**Página:**
Los desgarros duelen. Gritamos las heridas, las lloramos hasta empaparlas de algún Otro y entonces nos proclamamos seres completos. Creemos en la ficción de la completitud, sin querer darnos cuenta de que esa es la gran meta ilusoria de nuestra falta constitutiva, nunca un hecho. Entonces sobreviene la elección de nuestro «objeto de deseo»: ¿por qué elegimos amar a una persona y no a una cartera?, ¿por qué sí a tal persona y no a tal otra? Aquí hay algo que molesta, pincha, pica hasta llenarnos de ronchas, grandes ronchas que hablan de la manera en que cada uno ha sido querido, el lugar que ha ocupado en el seno familiar y en ese juego tripartito que se establece en la relación madre-padre-hijo, más la relación con los objetos que nos han satisfecho en la infancia. Todas ellas se manifiestan en el cuerpo, ronchas semánticas, ronchas con sentido, que establecen una matriz de relaciones, que enmarcan.

[Ejemplos de detección]
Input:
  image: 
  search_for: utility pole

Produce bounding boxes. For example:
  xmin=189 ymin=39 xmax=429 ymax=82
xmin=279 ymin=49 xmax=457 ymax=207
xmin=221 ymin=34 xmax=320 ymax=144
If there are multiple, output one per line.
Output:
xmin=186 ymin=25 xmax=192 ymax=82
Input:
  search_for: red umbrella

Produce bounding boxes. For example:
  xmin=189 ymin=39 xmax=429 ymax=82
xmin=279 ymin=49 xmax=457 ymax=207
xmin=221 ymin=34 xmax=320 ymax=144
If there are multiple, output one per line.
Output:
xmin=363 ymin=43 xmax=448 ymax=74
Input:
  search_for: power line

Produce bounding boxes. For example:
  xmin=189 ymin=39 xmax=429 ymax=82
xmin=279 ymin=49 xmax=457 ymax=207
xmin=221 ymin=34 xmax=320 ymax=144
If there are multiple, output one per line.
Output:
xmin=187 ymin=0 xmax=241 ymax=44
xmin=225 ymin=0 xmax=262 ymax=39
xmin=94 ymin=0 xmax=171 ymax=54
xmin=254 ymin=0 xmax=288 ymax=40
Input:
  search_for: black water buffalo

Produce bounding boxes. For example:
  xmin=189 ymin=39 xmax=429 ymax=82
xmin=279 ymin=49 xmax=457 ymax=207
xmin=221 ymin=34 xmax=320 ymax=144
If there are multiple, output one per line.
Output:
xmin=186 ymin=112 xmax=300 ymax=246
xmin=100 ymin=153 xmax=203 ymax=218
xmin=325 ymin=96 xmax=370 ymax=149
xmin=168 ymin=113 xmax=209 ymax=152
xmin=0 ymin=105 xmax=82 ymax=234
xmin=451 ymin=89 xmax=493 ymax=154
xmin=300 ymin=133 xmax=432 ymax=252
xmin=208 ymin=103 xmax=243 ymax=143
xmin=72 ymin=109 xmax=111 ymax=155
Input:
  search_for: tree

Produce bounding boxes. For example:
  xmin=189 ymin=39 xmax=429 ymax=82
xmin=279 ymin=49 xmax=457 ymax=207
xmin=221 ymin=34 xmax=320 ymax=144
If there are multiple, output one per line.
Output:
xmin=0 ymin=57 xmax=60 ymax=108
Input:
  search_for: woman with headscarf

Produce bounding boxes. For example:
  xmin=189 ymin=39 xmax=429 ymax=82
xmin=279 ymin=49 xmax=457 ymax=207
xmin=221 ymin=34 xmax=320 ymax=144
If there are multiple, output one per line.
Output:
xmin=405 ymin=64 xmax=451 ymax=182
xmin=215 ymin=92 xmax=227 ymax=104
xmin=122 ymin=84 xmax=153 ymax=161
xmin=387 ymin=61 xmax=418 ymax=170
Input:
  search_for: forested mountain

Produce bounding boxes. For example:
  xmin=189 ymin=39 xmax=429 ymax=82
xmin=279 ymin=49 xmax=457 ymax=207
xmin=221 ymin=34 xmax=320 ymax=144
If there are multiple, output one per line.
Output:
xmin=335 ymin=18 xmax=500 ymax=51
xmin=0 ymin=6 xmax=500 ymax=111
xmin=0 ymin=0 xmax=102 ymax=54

**Completa lo siguiente:**
a – Según el texto sobre el objeto de deseo, ¿qué es la gran meta ilusoria de nuestra falta constitutiva?
b – Reescribe de forma más breve el párrafo del texto sobre el objeto de deseo que empieza con «Los desgarros duelen», sin perder sus ideas principales.
c – Retoma el texto sobre el objeto de deseo a partir de su última oración y continúalo.

**Resultados por tarea:**
a – La completitud.

b – Los desgarros duelen. Gritamos y lloramos las heridas hasta empaparlas de algún Otro y luego nos proclamamos seres completos. Así creemos en la ficción de la completitud, que es la meta ilusoria de nuestra falta constitutiva y nunca un hecho. Después elegimos nuestro «objeto de deseo», y surge la pregunta de por qué amamos a una persona y no a una cartera, o a una persona y no a otra. Esa elección molesta y deja ronchas. Esas ronchas revelan cómo fue querido cada uno, qué lugar ocupó en la familia y en la relación madre-padre-hijo, y cómo se relacionó con los objetos que lo satisficieron en la infancia. Se manifiestan en el cuerpo como ronchas con sentido, que forman una matriz de relaciones y enmarcan.

c –
En el amor, la relación que se establece con el otro no puede ser jamás de conocimiento, debido a que el conocimiento asimila, vuelve propio aquello otro y por lo tanto lo destruye como tal. No hay engullimiento del otro, no hay fagocitación, porque no hay totalización alguna. El conocimiento y el saber no podrían constituirse nunca en mi relación con aquel a quien amo, porque estos suprimen la alteridad, cuando la esencia verdadera del otro es siempre lo imprevisible, lo misterioso y enigmático. Es el rostro del otro, lo expresivo de este es lo que me ordena servirle y, por lo tanto, la subjetividad se constituye así en rehén del otro: yo soy lo que soy para el otro y este me posee al verme como yo nunca me veré. Siempre deviene una identificación con el rostro del otro, identificación que nos ata, nos aliena, pero por eso mismo nos constituye. El sujeto amado, deseado, nos acaricia y dibuja caminos sobre nuestra piel, la domina a través del contacto y la caricia, nos quema, nos salva, pero no nos totaliza. Somos mónadas en tanto que somos y aceptando la falta de nuestro cuerpo, aceptando que no podemos poseer al otro, aceptamos su carencia y nos transformamos en sujetos deseantes en plena transformación. El amor surge, entonces, donde un amado se transforma en amante, en aquello que está siempre siendo, siempre deviniendo, y que nunca es.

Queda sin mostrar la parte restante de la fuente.